Extrait présenté:
# # # # # # #

Dans ce chapitre, l'auteur met en avant les apports de l'Emir Khaled, le docteur Bendjelloul mais aussi et surtout Ferhat Abbas, présenté comme étant l'une des figures les plus importantes du Mouvement national, surtout durant cette période.
Ferhat Abbas souhaitait un parti de masse fortement structuré et solidement implanté au sein de la population musulmane, est-il rappelé.
L'auteur montre, au fil des pages, comment a évolué «la pensée» de Ferhat Abbas et de son courant, en fonction de l'évolution de la situation extérieure et du contexte.
Etant la première partie du livre, le lecteur est vite absorbé par l'intérêt que suscite la lecture de ces pages. Il ne peut donc s'en départir et ne pas aller jusqu'au bout des autres parties, car toutes sont caractérisées par la même maîtrise dont fait preuve l'auteur aussi bien en ce qui concerne le fond que la forme. Il en est ainsi de la partie consacrée au courant nationaliste révolutionnaire où l'auteur décortique toutes les étapes de la naissance de l'Etoile Nord-Africaine jusqu'au PPA-MTLD.
L'auteur ne cesse d'assouvir la curiosité du lecteur. Il est clair que pour parvenir à un tel résultat, Mohamed Chafik Mesbah a dû s'adonner à un travail de recherche titanesque et minutieux, aussi bien en ce qui concerne la collecte des témoignages que de la consultation d'une bibliographie des plus étoffées.
Dib, Kateb et les autres...

# # # # # # #

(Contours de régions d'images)

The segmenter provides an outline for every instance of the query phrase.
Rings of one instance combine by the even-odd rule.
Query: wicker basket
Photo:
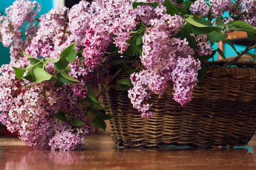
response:
[[[129,76],[121,72],[102,97],[103,104],[111,106],[108,113],[114,115],[110,123],[115,142],[131,147],[247,144],[256,123],[256,70],[245,65],[255,63],[240,62],[237,66],[229,67],[207,65],[207,76],[200,86],[195,86],[194,98],[184,106],[172,99],[170,83],[164,95],[152,95],[149,102],[153,103],[151,111],[155,115],[150,119],[141,118],[127,91],[117,87],[117,80]]]

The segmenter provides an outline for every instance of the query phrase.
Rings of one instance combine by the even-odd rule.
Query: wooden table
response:
[[[0,138],[0,170],[256,170],[256,137],[235,148],[118,148],[110,135],[85,139],[78,151],[36,150],[17,138]]]

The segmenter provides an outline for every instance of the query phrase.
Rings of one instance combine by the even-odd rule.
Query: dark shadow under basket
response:
[[[239,67],[244,66],[241,62]],[[172,83],[164,95],[152,95],[149,102],[153,104],[151,111],[155,115],[150,119],[141,118],[132,108],[127,92],[117,87],[117,81],[129,76],[121,72],[102,97],[104,104],[111,106],[108,113],[114,115],[110,123],[115,142],[131,147],[247,145],[256,123],[256,70],[207,66],[207,76],[200,86],[195,86],[194,98],[185,106],[173,99]]]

# # # # # # #

Consigne 1: D'après l'extrait sur le Mouvement national, quel genre de parti Ferhat Abbas voulait-il ?
Consigne 2: Recopiez le passage de l'extrait sur le Mouvement national, en partant de « L'auteur ne cesse » et en continuant jusqu'à « et les autres... ».

Réponse attendue 1: Un parti de masse fortement structuré et solidement implanté au sein de la population musulmane.

Réponse attendue 2:
L'auteur ne cesse d'assouvir la curiosité du lecteur. Il est clair que pour parvenir à un tel résultat, Mohamed Chafik Mesbah a dû s'adonner à un travail de recherche titanesque et minutieux, aussi bien en ce qui concerne la collecte des témoignages que de la consultation d'une bibliographie des plus étoffées.
Dib, Kateb et les autres...